• [Task requirements]
Please return the whole listing below word for word, leaving out the pictures.

• [Dataset]
---
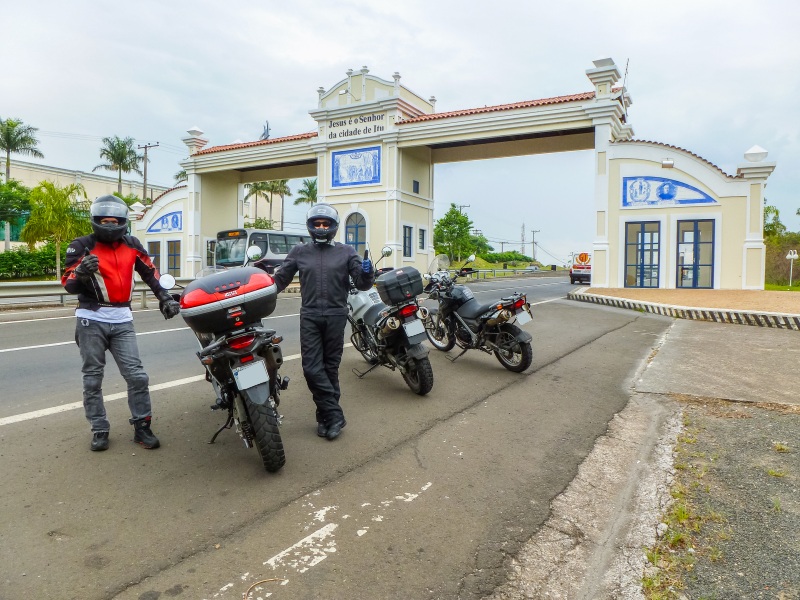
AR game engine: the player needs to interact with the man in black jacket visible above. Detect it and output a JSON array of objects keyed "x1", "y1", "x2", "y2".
[
  {"x1": 262, "y1": 203, "x2": 375, "y2": 440},
  {"x1": 61, "y1": 196, "x2": 180, "y2": 451}
]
---
• [Task result]
AR game engine: the player needs to interact with the man in black jacket visible above. Detect it and output a JSON array of objects keyed "x1", "y1", "x2", "y2".
[
  {"x1": 262, "y1": 203, "x2": 375, "y2": 440},
  {"x1": 61, "y1": 196, "x2": 180, "y2": 451}
]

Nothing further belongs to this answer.